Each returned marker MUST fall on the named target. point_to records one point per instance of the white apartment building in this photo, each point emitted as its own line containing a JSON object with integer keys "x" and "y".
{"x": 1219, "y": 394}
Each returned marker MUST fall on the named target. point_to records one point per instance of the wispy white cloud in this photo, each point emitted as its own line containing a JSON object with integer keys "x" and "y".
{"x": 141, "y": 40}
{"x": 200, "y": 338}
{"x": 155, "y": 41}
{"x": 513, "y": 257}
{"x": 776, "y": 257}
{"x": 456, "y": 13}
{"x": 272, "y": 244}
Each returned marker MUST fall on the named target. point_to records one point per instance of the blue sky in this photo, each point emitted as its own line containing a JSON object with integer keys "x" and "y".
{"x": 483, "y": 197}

**Activity:** Output the material in full, exactly as it appears.

**Task response:**
Each returned marker MUST fall on the named target. point_to records one point per instance of the white apartment building in this photo, each point emitted as its own line containing a JSON object with integer keys "x" and "y".
{"x": 1219, "y": 394}
Each returned marker MUST fall on the named target. point_to records one point per instance of the wispy white cloud in this photo, each point emitted as its own line containing a JSON object with integer keys "x" and "y".
{"x": 141, "y": 40}
{"x": 200, "y": 338}
{"x": 155, "y": 41}
{"x": 513, "y": 257}
{"x": 776, "y": 257}
{"x": 456, "y": 13}
{"x": 272, "y": 244}
Each returned marker MUST fall on the named target. point_to records one point per instance of the blue sky in this photo, each point emitted as its own line containing a JSON object with integer keys "x" and "y".
{"x": 483, "y": 197}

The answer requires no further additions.